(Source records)

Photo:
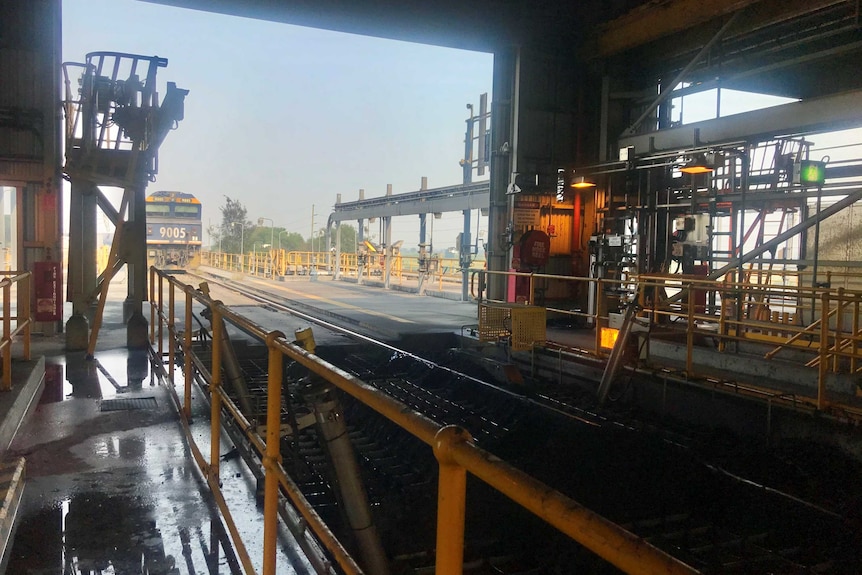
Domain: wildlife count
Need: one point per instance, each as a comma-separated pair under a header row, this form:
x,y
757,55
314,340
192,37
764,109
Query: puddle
x,y
94,532
109,374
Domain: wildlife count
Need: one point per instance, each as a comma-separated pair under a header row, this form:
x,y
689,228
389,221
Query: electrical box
x,y
523,324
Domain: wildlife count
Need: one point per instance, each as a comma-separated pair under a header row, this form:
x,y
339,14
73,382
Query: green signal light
x,y
809,173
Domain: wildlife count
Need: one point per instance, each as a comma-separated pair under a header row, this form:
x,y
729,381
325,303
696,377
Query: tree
x,y
291,242
348,238
234,228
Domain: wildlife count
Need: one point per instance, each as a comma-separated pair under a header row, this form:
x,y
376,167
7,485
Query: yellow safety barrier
x,y
452,446
296,263
22,282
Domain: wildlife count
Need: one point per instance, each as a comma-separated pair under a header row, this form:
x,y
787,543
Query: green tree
x,y
291,241
232,234
348,238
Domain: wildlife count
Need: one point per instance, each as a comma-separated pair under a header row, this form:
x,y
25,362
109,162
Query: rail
x,y
296,263
452,446
23,321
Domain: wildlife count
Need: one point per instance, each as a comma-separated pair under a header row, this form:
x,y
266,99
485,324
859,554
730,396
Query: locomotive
x,y
173,229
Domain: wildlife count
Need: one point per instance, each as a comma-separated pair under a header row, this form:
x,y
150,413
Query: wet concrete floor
x,y
111,486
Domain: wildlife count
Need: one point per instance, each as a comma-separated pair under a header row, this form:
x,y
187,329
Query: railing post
x,y
161,316
152,306
451,502
689,339
171,330
839,328
598,318
28,318
187,358
215,391
854,346
7,339
272,457
824,350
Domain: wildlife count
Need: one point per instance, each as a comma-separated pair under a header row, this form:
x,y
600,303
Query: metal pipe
x,y
451,502
332,429
272,456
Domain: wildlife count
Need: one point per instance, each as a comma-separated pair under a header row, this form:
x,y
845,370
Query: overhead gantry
x,y
115,124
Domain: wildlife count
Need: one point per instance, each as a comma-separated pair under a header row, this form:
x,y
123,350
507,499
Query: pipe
x,y
332,430
230,363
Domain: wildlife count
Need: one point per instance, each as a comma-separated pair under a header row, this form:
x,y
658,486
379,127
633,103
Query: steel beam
x,y
835,112
658,20
448,199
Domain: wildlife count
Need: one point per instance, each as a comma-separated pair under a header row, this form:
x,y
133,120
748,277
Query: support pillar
x,y
387,244
424,258
503,148
337,272
466,249
137,327
82,263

YOUR ASSIGNMENT ::
The job here is to write out the records exactly, pictures excluded.

RESPONSE ::
Photo:
Domain: wildlife count
Need: one point per instance, each as a comma-separated pair under a header row, this form:
x,y
757,55
314,340
192,37
764,109
Query: puddle
x,y
94,532
109,374
Domain: wildlife count
Need: one point per instance, each as a comma-separated pair under a header row, this form:
x,y
689,228
389,221
Query: electrical box
x,y
523,324
Domain: wildlife count
Need: one point per instance, each as a comma-separated pair under a header row, this form:
x,y
339,14
73,382
Query: green signal light
x,y
809,173
Domain: wildlife count
Need: one point per instance, each as a comma-separated pair under a header row, this form:
x,y
729,381
325,303
696,377
Query: tree
x,y
291,242
348,238
234,228
Domain: wildlife count
Need: one point per instance, each as a comma-separated pair under a header row, this form:
x,y
376,167
7,485
Query: yellow safety barrier
x,y
452,446
296,263
22,282
Domain: wildlife count
Need: one point per instance, each as a comma-separated pair under a header row, this form:
x,y
787,543
Query: green tree
x,y
291,241
232,234
348,238
Domain: wildlife count
Need: one point per instance, each as a comma-separated pair under a header row, this form:
x,y
25,362
109,162
Query: rail
x,y
296,263
452,446
23,321
Domain: wildlife count
Need: one point per instance, each as a comma-separated pair under a header row, this form:
x,y
266,99
485,324
859,554
730,396
Query: locomotive
x,y
173,229
Domain: wildlife count
Need: one point per instance, each as a comma-separated pair under a header row, this form:
x,y
150,413
Query: wet concrete floor
x,y
111,486
Domain: wildlife count
Need: one point per instance, each as a comma-separated pair under a header row, this form:
x,y
187,329
Query: railing post
x,y
161,316
152,306
451,502
689,339
171,330
839,328
598,318
28,318
187,358
215,391
854,346
7,339
272,457
824,350
Domain: wildlife count
Need: one point per instance, each as a comma-separated pair under a header row, this form:
x,y
600,303
Query: metal pipe
x,y
451,502
332,429
272,456
Domain: wildlife count
Need: one point per instance, each as a comma-separated pair under a header row, this form:
x,y
845,370
Query: overhead gantry
x,y
115,124
Domain: wildlife count
Need: one point per instance, each as a comma-separated pair under a header row, this form:
x,y
123,350
507,499
Query: pipe
x,y
332,430
230,363
Domain: wildlife count
Need: one point per instance, each as a comma-separated pair under a header row, this form:
x,y
658,486
379,127
633,103
Query: steel beam
x,y
835,112
658,20
448,199
Domain: wildlife count
Need: one point per instance, each as a comma-separated pair under a header row, this form:
x,y
133,120
748,277
Query: support pillar
x,y
387,244
424,258
503,148
337,272
466,249
137,327
82,263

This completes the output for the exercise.